(Segmentation mask data)
■ ■ ■ ■ ■

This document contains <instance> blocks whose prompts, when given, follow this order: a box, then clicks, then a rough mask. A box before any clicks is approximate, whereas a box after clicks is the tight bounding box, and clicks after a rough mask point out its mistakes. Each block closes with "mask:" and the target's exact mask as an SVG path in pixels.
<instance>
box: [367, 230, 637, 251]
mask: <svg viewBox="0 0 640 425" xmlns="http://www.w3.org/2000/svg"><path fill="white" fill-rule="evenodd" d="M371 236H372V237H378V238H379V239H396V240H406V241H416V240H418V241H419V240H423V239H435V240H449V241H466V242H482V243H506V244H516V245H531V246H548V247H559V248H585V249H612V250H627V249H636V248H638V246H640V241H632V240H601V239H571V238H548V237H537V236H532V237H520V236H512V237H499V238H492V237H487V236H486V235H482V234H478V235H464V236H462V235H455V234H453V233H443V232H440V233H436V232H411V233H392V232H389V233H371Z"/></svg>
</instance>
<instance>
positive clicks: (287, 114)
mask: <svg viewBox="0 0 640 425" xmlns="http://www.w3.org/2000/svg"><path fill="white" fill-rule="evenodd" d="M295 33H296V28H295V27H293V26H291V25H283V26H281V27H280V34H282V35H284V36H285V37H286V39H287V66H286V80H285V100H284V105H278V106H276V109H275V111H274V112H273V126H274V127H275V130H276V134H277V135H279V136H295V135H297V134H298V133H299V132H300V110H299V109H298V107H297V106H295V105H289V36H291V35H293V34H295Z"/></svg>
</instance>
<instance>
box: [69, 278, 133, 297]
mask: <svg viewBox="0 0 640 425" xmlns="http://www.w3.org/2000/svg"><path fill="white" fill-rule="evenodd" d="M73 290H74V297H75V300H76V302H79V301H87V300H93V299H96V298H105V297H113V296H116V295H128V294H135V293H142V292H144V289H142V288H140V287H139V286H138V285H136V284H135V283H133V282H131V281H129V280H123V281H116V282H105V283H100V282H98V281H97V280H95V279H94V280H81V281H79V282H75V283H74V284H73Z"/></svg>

■ ■ ■ ■ ■

Rewrite the items above, changing "positive clicks" to "foreground clicks" and keeping everything else the same.

● **Reply**
This document contains <instance> blocks whose prompts, when given, follow this order: a box, then clicks, then a rough mask. A box before any clicks is approximate, whereas a box after clicks is the tight bounding box, and clicks after a rough mask point out its mistakes. Each block closes with "mask:" and the target's exact mask as an SVG path in pixels.
<instance>
box: [367, 230, 637, 251]
mask: <svg viewBox="0 0 640 425" xmlns="http://www.w3.org/2000/svg"><path fill="white" fill-rule="evenodd" d="M371 236H372V237H378V238H379V239H396V240H406V241H416V240H418V241H419V240H423V239H435V240H449V241H466V242H482V243H506V244H516V245H531V246H548V247H559V248H585V249H612V250H627V249H636V248H638V246H640V241H632V240H601V239H571V238H548V237H537V236H532V237H520V236H512V237H499V238H492V237H487V236H486V235H482V234H478V235H464V236H462V235H455V234H453V233H443V232H440V233H436V232H411V233H392V232H389V233H371Z"/></svg>
</instance>
<instance>
foreground clicks: (287, 114)
mask: <svg viewBox="0 0 640 425" xmlns="http://www.w3.org/2000/svg"><path fill="white" fill-rule="evenodd" d="M295 33H296V28H295V27H293V26H291V25H283V26H281V27H280V34H282V35H284V36H285V37H286V39H287V66H286V80H285V100H284V105H278V106H276V109H275V111H274V112H273V126H274V127H275V130H276V134H277V135H279V136H295V135H297V134H298V133H299V132H300V110H299V109H298V107H297V106H295V105H289V36H291V35H293V34H295Z"/></svg>
</instance>
<instance>
box: [69, 278, 133, 297]
mask: <svg viewBox="0 0 640 425" xmlns="http://www.w3.org/2000/svg"><path fill="white" fill-rule="evenodd" d="M73 290H74V297H75V300H76V302H79V301H87V300H93V299H96V298H105V297H113V296H116V295H128V294H135V293H142V292H144V289H142V288H140V287H139V286H138V285H136V284H135V283H133V282H131V281H129V280H123V281H116V282H105V283H100V282H98V281H97V280H95V279H94V280H81V281H79V282H75V283H74V284H73Z"/></svg>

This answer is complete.